* [Provided information]:

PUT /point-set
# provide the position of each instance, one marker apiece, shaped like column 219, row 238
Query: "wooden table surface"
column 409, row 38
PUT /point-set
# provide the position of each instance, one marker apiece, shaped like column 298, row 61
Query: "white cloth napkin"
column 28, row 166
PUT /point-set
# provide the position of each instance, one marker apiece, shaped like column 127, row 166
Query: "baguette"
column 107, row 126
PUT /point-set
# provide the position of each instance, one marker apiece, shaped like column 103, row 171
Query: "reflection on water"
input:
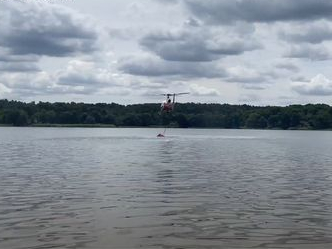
column 125, row 188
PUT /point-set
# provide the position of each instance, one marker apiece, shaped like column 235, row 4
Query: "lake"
column 195, row 188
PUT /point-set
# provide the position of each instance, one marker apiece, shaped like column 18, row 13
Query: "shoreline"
column 114, row 126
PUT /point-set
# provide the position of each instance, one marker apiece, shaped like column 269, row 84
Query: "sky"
column 255, row 52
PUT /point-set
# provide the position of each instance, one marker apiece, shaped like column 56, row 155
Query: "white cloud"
column 197, row 90
column 317, row 86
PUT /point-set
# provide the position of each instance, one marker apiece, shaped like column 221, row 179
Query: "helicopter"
column 168, row 104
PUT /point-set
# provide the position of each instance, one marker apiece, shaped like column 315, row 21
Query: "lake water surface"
column 125, row 188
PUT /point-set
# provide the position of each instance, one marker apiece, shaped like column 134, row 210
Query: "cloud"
column 288, row 66
column 155, row 67
column 198, row 90
column 307, row 33
column 226, row 11
column 317, row 86
column 37, row 28
column 241, row 74
column 312, row 52
column 198, row 43
column 87, row 75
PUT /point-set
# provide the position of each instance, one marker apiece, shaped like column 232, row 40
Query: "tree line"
column 310, row 116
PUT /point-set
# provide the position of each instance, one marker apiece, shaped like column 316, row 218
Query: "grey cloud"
column 314, row 53
column 287, row 66
column 18, row 67
column 227, row 11
column 315, row 33
column 317, row 86
column 154, row 67
column 197, row 44
column 45, row 29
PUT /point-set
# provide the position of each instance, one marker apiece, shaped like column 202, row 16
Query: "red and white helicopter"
column 168, row 104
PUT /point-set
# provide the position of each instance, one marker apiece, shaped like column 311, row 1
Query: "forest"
column 186, row 115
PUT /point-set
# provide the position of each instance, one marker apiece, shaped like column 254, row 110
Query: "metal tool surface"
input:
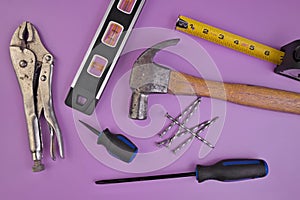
column 224, row 170
column 287, row 58
column 148, row 77
column 33, row 65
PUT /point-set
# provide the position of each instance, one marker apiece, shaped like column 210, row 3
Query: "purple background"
column 67, row 27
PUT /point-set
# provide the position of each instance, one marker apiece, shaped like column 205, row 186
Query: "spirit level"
column 287, row 58
column 102, row 55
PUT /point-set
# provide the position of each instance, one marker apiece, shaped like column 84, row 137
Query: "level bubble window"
column 126, row 6
column 112, row 34
column 97, row 66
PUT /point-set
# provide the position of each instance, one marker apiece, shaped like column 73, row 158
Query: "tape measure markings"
column 229, row 40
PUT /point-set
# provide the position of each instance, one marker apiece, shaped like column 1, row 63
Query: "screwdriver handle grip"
column 232, row 170
column 118, row 145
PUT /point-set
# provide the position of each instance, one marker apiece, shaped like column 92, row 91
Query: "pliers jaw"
column 33, row 65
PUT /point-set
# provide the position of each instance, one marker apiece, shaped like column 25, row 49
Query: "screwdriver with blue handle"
column 225, row 170
column 117, row 145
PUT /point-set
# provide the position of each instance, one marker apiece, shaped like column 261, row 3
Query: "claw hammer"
column 148, row 77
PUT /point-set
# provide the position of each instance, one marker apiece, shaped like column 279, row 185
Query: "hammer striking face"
column 148, row 77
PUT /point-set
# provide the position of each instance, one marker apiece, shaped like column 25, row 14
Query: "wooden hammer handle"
column 249, row 95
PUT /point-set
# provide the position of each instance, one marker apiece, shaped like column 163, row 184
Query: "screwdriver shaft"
column 146, row 178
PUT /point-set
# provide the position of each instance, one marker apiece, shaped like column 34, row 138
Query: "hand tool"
column 116, row 145
column 189, row 109
column 148, row 77
column 287, row 58
column 225, row 170
column 103, row 54
column 190, row 131
column 33, row 65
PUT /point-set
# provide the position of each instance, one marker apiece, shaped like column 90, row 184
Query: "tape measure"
column 229, row 40
column 287, row 58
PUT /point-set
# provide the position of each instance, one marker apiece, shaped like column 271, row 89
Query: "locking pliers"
column 33, row 66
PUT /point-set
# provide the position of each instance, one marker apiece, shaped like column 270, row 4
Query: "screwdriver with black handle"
column 226, row 170
column 117, row 145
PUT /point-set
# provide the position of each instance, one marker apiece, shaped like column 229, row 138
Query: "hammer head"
column 148, row 77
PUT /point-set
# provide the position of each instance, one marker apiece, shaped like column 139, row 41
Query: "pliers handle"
column 33, row 65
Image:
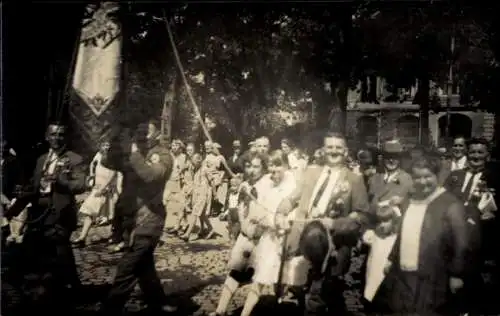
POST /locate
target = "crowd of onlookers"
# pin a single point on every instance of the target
(426, 218)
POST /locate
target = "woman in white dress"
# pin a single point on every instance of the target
(268, 253)
(297, 160)
(106, 187)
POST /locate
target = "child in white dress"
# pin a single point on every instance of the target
(381, 240)
(106, 187)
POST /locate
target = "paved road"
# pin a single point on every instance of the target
(192, 272)
(196, 269)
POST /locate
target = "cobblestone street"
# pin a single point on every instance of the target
(192, 273)
(193, 270)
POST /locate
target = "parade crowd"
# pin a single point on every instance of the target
(426, 219)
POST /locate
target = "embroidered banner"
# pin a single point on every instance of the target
(96, 80)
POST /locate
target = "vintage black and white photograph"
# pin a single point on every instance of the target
(226, 158)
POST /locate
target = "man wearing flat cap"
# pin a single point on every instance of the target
(392, 181)
(59, 175)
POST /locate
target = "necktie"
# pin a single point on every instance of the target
(322, 189)
(468, 187)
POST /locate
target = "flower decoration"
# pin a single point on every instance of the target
(344, 187)
(63, 161)
(395, 181)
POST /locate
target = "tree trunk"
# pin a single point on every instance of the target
(339, 123)
(346, 55)
(422, 98)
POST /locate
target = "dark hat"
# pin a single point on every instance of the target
(392, 147)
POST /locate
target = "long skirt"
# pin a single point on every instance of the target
(270, 262)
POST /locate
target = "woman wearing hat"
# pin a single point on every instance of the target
(392, 181)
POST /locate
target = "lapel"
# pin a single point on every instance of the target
(37, 175)
(383, 189)
(432, 225)
(309, 184)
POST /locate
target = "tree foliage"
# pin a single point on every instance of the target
(246, 64)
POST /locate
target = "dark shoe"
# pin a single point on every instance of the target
(117, 248)
(169, 308)
(211, 234)
(79, 243)
(172, 231)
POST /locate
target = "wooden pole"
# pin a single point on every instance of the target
(449, 88)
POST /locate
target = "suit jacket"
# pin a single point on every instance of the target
(355, 201)
(445, 171)
(11, 175)
(476, 226)
(355, 197)
(62, 197)
(442, 254)
(236, 165)
(142, 195)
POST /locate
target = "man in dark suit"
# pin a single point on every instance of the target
(148, 166)
(46, 250)
(393, 181)
(473, 186)
(235, 161)
(457, 161)
(10, 180)
(329, 191)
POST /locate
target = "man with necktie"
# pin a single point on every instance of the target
(147, 167)
(394, 181)
(457, 161)
(47, 255)
(329, 191)
(473, 186)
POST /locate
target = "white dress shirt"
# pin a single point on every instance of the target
(411, 231)
(469, 176)
(459, 164)
(49, 168)
(320, 208)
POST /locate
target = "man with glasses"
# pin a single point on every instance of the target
(457, 161)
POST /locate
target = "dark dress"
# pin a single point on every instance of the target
(442, 254)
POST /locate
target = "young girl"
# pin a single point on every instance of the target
(106, 188)
(231, 212)
(381, 240)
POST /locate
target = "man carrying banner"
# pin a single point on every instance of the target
(149, 166)
(47, 263)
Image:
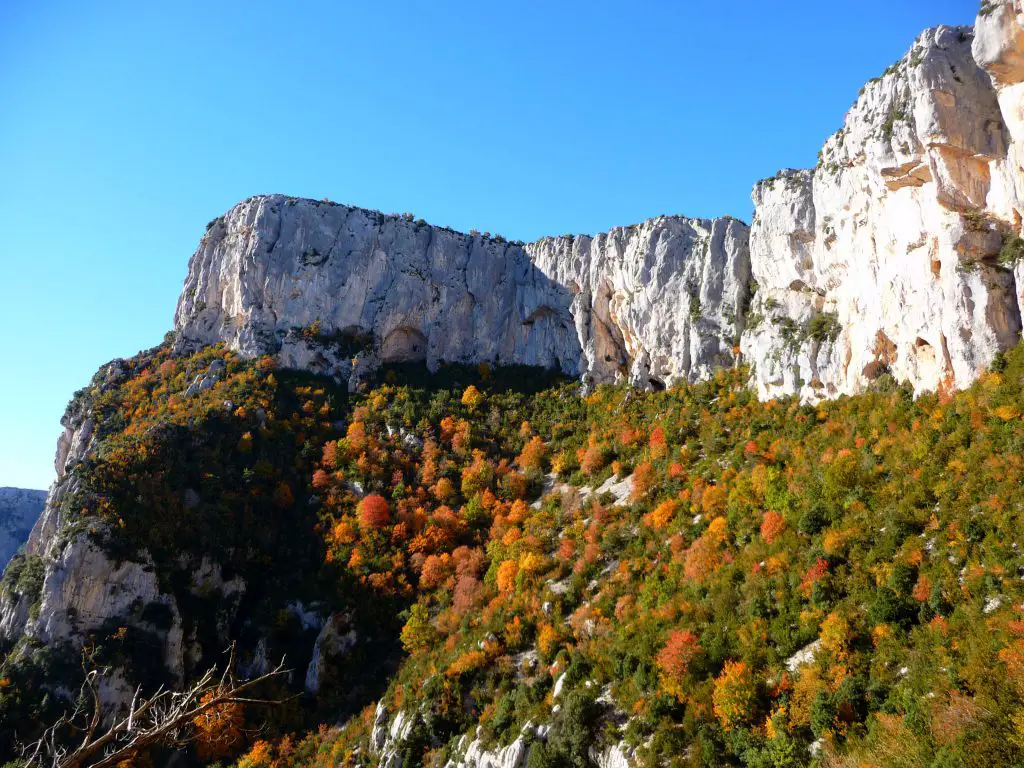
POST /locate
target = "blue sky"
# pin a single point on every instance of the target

* [Try it]:
How many lines in this listing contain "dress"? Give that number and stop.

* [Response area]:
4